### ТЕКСТ ДЛЯ ЧТЕНИЯ
Теперь мы уже ожидали, что солдаты могут ворваться в зону и схватиться с нами врукопашную, как это уже произошло в 5–м лаготделении, и приготовились к обороне.
Перед лицом нависшей угрозы у людей очень обострилось чувство кровного единства, поэтому все начали сплачиваться в национальные группы. Но это не означало, что мы разобщились.
Как-то раз ко мне подходят три эстонца и говорят:
— Мы — эстонцы. В это небезопасное время мы хотим быть вместе со всеми. Поэтому мы хотим получать от вас детальную информацию о всех ваших переговорах с Кузнецовым и о нашем положении в целом. Нас немного, но почти все — бывшие эстонские офицеры. Уверяем вас, что в случае необходимости, вы смело можете на нас положиться — мы сделаем все, что от нас потребуется. Просим не забывать нас. Вот наш представитель, через которого мы будем поддерживать с вами постоянный контакт.

### ПРИЛАГАЕМЫЙ ЛИСТИНГ
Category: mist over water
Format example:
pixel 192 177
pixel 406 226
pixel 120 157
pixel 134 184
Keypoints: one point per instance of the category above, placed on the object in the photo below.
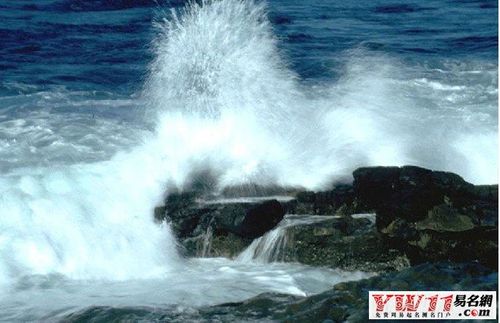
pixel 77 193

### ЗАДАНИЯ
**A)** Кем, по словам эстонцев из текста о событиях в лагере, были почти все они?
**B)** Продолжите текст о событиях в лагере, начав сразу после его последней фразы.
Листинг приведён как отдельный материал.

### ОТВЕТЫ
**A)** Почти все они были бывшими эстонскими офицерами.

**B)**
Так же поступили латыши, поляки и немцы. С другими национальностями я был в личном контакте с самого начала.
После этого ко мне подошла еще одна делегация для установления контакта.
— Мы — немцы, — представились они.
Я удивленно посмотрел на них и пояснил, что видимо это, какое-то недоразумение, так как немцы у меня уже были и я с ними в хорошем контакте.
— Кто же у вас мог быть? — спросили удивленные немцы.
Когда я пояснил им, они рассмеялись:
— Ну, какие же это немцы? Это германцы. Настоящие немцы — это мы, российские немцы.
Таким образом, каждая национальная группа проявляла свою волю совместно продолжать борьбу.
Но одновременно консолидировались и оппозиционные группы. Они все более активно требовали прекращения борьбы. Появились листовки с призывом к сдаче. Ко всему этому администрации удалось распространить среди узников вымысел, что «беспорядки» в Норильске организовали украинцы для того, чтобы оторвать от России Советское Заполярье и присоединить его к Украине. Безумно? Да. Но чем безумнее выдумка, тем труднее ее опровергнуть.
Между тем украинцам намекнули, что они могут смыть свою вину, если ликвидируют своего руководителя.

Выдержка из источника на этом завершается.